与えられた文章
####################

住所不定無職22歳男性

 貴重な肩書きを期間限定で手にいれてしまった。折角なので記録に残しておこうと思う。世間はいま新型コロナウイルスで阿鼻叫喚の地獄絵図、生活用品は売り切れ、連日死者、感染者が増加して、ついには東京だけではなく全国で非常事態宣言がでて、外出自粛のストレスか、日夜Twitterではさまざまな論争が飛び交い(いつもか?)、アメリカとロシアの原油価格がマイナスになって、マヤやノストラダムスも墓から出てきて土下座でもしそうな勢いだ。

 映画や小説のような芸術的で壊滅的な終末ではなく、真綿で首をゆっくりと絞められるような絶望感の中を僕らはいま生きている。これは僕が生まれた中で、間違いなくトップクラスの非常事態だ。

 

アフターコロナではなくウィズコロナ、らしいよ

 この事態がきれいに収束するのにはかなり時間を要するから、コロナのあとのことじゃなくて、折り合いをつけて生きていく道を探そうって感じらしい。しらんけど。まぁなんともディストピア的ではないか。マスクは手に入らないからいまの僕が東京にいったらタバコで弱りきった肺も相まって、多分即死する。

####################

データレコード
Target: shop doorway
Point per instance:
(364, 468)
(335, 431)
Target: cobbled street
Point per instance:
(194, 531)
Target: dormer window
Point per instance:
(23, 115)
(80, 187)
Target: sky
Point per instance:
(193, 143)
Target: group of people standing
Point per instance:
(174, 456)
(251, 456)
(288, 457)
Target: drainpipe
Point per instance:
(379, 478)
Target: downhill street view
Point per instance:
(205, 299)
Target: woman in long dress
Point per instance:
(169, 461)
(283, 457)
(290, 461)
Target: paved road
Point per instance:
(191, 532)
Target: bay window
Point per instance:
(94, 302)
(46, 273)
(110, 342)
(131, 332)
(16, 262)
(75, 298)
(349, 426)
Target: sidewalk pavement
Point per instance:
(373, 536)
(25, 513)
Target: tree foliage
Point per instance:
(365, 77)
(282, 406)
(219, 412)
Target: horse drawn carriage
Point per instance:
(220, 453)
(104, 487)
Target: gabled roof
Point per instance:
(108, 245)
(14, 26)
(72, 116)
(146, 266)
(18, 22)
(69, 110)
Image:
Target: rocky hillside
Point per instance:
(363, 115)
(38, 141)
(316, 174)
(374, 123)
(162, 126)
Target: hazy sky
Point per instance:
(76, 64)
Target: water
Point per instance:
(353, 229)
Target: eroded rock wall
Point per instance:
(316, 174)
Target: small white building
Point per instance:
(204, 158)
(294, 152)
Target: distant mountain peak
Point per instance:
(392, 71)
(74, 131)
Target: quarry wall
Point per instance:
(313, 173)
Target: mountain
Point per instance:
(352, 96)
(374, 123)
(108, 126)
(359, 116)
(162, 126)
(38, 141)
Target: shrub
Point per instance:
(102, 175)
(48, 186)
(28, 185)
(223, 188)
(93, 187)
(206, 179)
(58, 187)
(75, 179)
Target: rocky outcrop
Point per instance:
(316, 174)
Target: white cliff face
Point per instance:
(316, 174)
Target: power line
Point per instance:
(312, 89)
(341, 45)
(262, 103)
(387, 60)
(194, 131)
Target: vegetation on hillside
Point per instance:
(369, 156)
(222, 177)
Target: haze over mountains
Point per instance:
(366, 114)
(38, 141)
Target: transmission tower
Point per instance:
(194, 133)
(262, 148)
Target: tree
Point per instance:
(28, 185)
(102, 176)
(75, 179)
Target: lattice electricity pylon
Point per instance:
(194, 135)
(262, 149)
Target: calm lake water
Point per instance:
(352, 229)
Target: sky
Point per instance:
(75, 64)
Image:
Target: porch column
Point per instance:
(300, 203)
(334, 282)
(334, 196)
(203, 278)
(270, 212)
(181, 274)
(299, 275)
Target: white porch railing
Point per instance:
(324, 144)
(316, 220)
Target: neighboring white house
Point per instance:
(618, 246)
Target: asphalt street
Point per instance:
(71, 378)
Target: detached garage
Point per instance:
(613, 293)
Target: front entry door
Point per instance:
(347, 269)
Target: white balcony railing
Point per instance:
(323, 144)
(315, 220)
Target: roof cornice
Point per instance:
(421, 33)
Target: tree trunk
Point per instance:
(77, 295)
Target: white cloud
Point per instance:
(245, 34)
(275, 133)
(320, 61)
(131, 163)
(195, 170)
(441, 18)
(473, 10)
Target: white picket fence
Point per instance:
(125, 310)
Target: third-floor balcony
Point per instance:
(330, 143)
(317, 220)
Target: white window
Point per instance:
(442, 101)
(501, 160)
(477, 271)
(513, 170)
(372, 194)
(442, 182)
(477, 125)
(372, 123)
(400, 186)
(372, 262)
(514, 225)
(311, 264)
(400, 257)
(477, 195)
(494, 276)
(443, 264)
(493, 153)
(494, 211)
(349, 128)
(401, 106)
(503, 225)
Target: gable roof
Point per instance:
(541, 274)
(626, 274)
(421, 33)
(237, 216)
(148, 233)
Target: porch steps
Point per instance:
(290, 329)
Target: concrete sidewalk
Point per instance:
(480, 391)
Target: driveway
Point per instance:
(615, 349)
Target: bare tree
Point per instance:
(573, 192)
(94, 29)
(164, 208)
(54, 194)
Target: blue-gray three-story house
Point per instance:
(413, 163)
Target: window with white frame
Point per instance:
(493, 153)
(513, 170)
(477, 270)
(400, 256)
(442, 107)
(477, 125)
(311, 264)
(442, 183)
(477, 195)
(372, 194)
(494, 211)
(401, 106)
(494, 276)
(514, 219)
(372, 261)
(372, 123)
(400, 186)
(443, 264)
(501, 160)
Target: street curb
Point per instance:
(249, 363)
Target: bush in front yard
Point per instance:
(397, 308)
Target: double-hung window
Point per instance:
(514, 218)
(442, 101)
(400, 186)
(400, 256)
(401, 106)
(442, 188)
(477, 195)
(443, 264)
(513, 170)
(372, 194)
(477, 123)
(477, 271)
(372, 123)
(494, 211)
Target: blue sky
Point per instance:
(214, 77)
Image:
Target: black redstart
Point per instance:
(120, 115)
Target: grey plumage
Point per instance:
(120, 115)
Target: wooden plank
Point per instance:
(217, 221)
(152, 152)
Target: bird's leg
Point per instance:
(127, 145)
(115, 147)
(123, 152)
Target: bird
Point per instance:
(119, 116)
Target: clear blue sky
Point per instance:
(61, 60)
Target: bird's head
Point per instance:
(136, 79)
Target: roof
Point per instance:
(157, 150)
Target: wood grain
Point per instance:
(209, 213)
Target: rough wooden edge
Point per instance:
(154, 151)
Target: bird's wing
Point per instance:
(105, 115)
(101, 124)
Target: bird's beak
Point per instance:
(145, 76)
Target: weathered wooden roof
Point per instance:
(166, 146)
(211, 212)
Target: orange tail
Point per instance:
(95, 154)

####################

課題について
コロナ禍の暮らしをつづった文章を、最後の文のあとから書き継いでください。 このデータは文章の内容とは関係がない。

出力結果
 じゃあ僕が絶望にうちひしがれているかと言うと、不謹慎かもしれないが、別にそんなことはない。四月六日を予定していた文化服装学院の入学式はなくなり、四月二十日を予定していた授業開始日が更に遅れて五月七日になり、四月十日に予約していたジェットスターが二日前に欠便になり、うかうかしてる間に非常事態宣言がだされて五月六日まで大分空港からはジェットスターが飛ばなくなって、陸の孤島と化した。

 さて、どうしたものかという感じだ。二年間すんだいとしの我が家は三月二十五日(奇しくも卒業式と同日である)に退去だったので、三月末から知人の家に転がり込んだは良いものの、こんなに長期滞在になるとは思って無かった。三月一杯でバイトはやめてしまったし、お金もそこまであるわけではないし、買った本は読んでしまった。仕方がないので、家事をしている。料理をするのは元から嫌いではなかったが、更にちょっと好きになった。ただまぁ、やることがない。楽器もゲームも送ってしまったので、非常に困っている。

 閑話休題。タイトルの話に戻る。といっても渦中におかれた所感をなんとなくまとめたかったに過ぎないので、もうほとんど書くことはないのだけど。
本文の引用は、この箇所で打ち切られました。